Algo similar sucede con el Nobel de Medicina. Katalin Karikó fue la decimotercera científica en lograr obtenerlo en 76 años (el Premio Nobel de Medicina fue el último en tener a una mujer premiada, siendo la primera Gerty Cori en 1947). Si bien es compartido, aquí al menos hay paridad. Pero claro, si sumamos el Nobel de Química, repartido entre tres hombres de ciencia, los números cantan: pasando raya de acuerdo al género, estos Nobel a la Física, Química y Medicina premiaron a cinco investigadores y a sólo dos investigadoras. Si volvemos a la metáfora de la mesa de ruleta, con las partidas llevándose a cabo desde 1901 (con algunas interrupciones durante las guerras mundiales), alguien debería avisarle al dueño del casino que la gran mayoría en este planeta estamos de acuerdo en que así no se hacen las cosas.

Claro que no es el único sesgo que atraviesa la presente edición de estos premios. Repasemos la nacionalidad y donde trabajan (o trabajaban) los galardonados. Tenemos a dos húngaros, tres franceses, un ruso y un estadounidense que investigaron en instituciones de Estados Unidos, Rusia, Francia, Suecia y Alemania. ¡Ey, hay otro hemisferio en este planeta! ¡Ni que hablar de afros, latinos, asiáticos! Ya no se trata tanto, como decía Einstein, de si Dios no juega a los dados, sino de que si juega, al menos no use unos cargados.

La ciencia lleva tiempo

Más allá de lo que se pueda criticar de estos premios, en el haber queda ayudar a que esta semana se haya hablado de nanociencia, de tiempos increíblemente diminutos que nos permiten asomarnos mejor al balcón de los átomos, de vacunas y de esa molécula maravillosa que es la hermana menos popular del ADN. Pero no sólo eso. Estas líneas de investigación galardonadas también reflejan algo sobre el trabajo científico que es importante volver a remarcar.

En 2005, cuando Katalin Karikó y Drew Weissman –junto a Michael Buckstein y Houping Ni– publicaron lo de su alteración de las bases para evitar la inflamación, ese primer gran paso que allanó el camino hacia las vacunas ARN, la covid-19 era algo lejano en el tiempo. Mucho más aún cuando comenzaron en la década de 1990 a trabajar en ese problema y su trabajo podría haber conducido tanto al éxito por el que ahora se los galardona, o a avances no tan alentadores o incluso fracasos. Karikó y Weissman no podrían saberlo de antemano.

TAREA 1: Indique si cada afirmación concuerda con el texto sobre los premios Nobel y responda sí o no, citando literalmente las palabras del texto que lo deciden: (a) Gerty Cori fue la primera mujer premiada con el Nobel de Medicina, en 1947. (b) El Nobel de Química se repartió entre dos hombres y una mujer. (c) Karikó y Weissman publicaron en 2005 su alteración de las bases.
TAREA 2: Según el texto sobre los premios Nobel, ¿en qué década comenzaron Karikó y Weissman a trabajar en el problema que abordaron?
TAREA 3: Enumere todos los países de las instituciones en las que investigaron los galardonados, según el texto sobre los premios Nobel.

EXTRACTOS DE REGISTROS:
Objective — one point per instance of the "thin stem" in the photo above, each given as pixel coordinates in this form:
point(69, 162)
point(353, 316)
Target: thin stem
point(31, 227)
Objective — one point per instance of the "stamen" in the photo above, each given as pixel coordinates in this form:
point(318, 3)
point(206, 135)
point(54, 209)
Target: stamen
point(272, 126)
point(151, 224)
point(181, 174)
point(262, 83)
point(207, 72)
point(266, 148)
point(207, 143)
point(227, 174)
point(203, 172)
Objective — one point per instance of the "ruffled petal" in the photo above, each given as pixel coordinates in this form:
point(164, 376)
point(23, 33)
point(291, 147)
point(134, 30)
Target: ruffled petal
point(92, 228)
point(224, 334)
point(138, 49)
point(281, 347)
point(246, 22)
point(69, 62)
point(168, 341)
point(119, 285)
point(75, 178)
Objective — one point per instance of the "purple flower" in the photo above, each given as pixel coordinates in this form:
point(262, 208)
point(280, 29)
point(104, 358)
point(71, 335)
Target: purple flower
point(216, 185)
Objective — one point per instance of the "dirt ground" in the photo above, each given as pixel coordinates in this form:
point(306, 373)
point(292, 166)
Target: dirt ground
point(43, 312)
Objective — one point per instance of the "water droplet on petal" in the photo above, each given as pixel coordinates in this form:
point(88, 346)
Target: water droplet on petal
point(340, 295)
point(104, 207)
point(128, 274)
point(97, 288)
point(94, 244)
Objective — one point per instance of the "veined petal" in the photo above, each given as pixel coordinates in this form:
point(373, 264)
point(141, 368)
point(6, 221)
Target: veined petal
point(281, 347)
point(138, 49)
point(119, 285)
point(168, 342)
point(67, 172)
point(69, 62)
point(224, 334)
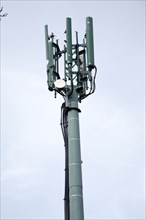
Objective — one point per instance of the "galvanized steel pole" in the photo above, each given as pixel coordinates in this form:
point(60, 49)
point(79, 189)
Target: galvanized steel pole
point(77, 84)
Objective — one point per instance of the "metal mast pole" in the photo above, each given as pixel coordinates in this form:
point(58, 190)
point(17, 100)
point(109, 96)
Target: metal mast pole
point(77, 84)
point(74, 154)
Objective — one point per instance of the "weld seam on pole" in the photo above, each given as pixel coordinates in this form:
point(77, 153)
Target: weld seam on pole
point(79, 164)
point(74, 139)
point(73, 118)
point(76, 195)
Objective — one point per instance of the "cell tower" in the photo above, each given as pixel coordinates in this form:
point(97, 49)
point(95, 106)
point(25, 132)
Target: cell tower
point(77, 83)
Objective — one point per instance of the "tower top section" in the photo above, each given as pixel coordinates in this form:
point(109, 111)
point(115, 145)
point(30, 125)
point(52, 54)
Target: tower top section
point(79, 68)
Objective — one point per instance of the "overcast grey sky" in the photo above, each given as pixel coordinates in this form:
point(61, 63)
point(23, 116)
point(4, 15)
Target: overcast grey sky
point(111, 122)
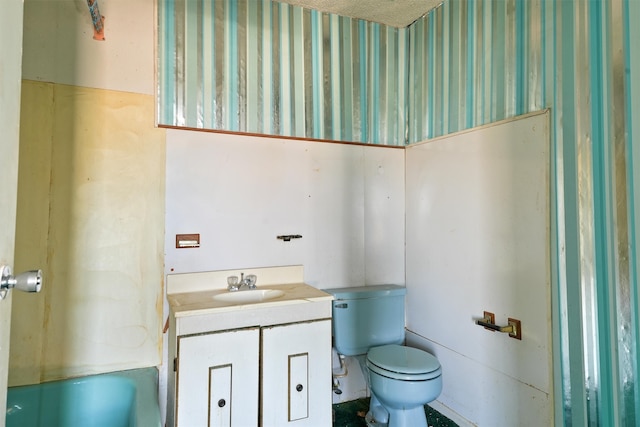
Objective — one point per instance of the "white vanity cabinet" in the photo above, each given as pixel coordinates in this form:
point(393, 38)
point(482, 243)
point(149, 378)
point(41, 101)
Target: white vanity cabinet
point(244, 365)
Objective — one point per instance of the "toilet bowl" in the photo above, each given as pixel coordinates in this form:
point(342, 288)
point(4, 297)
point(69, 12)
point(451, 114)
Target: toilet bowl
point(402, 380)
point(370, 320)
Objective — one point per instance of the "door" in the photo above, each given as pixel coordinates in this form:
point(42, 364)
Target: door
point(10, 81)
point(296, 375)
point(217, 379)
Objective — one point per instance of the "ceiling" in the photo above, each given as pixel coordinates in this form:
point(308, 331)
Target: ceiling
point(395, 13)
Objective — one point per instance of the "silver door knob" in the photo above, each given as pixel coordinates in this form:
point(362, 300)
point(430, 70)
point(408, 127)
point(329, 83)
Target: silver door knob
point(29, 281)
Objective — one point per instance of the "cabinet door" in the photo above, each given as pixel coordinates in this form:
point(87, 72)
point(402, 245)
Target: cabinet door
point(296, 375)
point(218, 379)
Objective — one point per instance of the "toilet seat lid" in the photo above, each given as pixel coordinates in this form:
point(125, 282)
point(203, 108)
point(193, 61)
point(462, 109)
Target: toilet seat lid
point(401, 362)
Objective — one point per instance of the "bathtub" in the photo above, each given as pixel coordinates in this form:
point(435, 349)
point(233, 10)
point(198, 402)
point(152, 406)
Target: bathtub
point(118, 399)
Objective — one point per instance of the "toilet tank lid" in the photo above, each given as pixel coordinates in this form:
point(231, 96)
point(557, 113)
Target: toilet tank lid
point(363, 292)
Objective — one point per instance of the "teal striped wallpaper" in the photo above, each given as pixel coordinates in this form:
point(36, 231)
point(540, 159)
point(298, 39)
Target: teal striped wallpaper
point(477, 61)
point(265, 67)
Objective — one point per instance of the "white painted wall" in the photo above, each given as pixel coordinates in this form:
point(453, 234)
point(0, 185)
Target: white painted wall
point(240, 192)
point(478, 239)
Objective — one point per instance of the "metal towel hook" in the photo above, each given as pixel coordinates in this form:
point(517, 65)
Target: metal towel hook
point(513, 328)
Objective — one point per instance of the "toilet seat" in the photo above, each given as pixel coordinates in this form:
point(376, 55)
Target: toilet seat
point(403, 363)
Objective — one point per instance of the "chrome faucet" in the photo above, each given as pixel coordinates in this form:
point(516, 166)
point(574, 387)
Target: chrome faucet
point(234, 284)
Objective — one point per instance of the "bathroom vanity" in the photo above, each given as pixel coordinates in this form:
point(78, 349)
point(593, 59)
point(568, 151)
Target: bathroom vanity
point(250, 357)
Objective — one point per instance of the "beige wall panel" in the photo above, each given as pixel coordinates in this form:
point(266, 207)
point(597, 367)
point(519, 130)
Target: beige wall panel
point(103, 293)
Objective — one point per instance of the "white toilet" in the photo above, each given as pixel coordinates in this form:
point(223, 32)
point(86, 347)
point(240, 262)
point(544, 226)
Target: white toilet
point(370, 319)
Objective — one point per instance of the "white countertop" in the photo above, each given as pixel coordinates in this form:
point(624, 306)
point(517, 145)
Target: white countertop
point(199, 303)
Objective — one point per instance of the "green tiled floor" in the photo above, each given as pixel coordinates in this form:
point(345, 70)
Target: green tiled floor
point(351, 414)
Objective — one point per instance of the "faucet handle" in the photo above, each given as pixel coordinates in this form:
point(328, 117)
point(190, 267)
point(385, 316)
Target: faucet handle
point(232, 282)
point(251, 281)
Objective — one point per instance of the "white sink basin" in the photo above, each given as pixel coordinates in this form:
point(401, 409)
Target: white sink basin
point(249, 296)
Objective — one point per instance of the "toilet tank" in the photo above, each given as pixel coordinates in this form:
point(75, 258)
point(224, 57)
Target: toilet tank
point(367, 316)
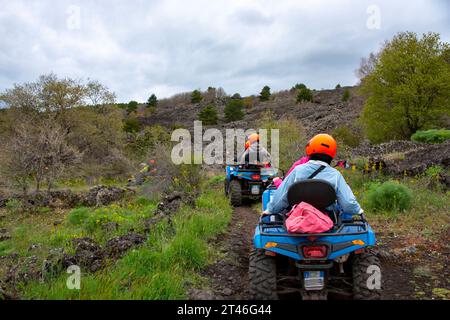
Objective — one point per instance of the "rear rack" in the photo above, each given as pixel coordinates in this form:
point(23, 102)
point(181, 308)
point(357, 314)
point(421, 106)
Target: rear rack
point(363, 224)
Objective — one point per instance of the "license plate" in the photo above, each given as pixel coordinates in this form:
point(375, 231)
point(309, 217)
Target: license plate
point(255, 190)
point(314, 280)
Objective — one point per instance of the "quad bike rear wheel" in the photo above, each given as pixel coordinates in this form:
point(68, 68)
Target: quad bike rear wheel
point(226, 186)
point(262, 276)
point(235, 193)
point(366, 267)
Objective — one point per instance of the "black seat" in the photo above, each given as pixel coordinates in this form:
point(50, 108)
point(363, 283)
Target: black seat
point(316, 192)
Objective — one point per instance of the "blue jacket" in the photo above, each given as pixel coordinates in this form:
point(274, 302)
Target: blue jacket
point(346, 200)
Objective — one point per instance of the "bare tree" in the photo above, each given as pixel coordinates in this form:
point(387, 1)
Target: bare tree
point(39, 152)
point(98, 94)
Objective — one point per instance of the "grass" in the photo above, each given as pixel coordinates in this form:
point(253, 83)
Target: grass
point(163, 268)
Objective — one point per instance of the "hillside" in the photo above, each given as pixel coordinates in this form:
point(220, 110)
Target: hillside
point(326, 113)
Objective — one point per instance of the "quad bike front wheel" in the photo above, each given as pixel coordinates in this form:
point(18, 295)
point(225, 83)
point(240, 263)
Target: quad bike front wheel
point(366, 271)
point(262, 276)
point(235, 193)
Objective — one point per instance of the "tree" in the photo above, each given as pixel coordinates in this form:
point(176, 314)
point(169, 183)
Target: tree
point(132, 106)
point(407, 87)
point(304, 94)
point(49, 124)
point(152, 101)
point(196, 96)
point(265, 94)
point(208, 115)
point(346, 95)
point(233, 110)
point(39, 151)
point(98, 94)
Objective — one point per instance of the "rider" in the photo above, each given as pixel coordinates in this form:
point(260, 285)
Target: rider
point(255, 153)
point(321, 150)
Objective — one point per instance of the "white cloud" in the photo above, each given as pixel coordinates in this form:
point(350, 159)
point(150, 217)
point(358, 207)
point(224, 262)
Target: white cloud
point(138, 47)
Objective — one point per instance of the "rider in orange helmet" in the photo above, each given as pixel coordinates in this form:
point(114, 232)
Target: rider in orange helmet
point(254, 153)
point(321, 150)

RESPUESTA 1:
(a) Sí: "siendo la primera Gerty Cori en 1947".
(b) No: "repartido entre tres hombres de ciencia".
(c) Sí: "En 2005, cuando Katalin Karikó y Drew Weissman –junto a Michael Buckstein y Houping Ni– publicaron lo de su alteración de las bases para evitar la inflamación".

RESPUESTA 2: En la década de 1990.

RESPUESTA 3: Estados Unidos, Rusia, Francia, Suecia y Alemania.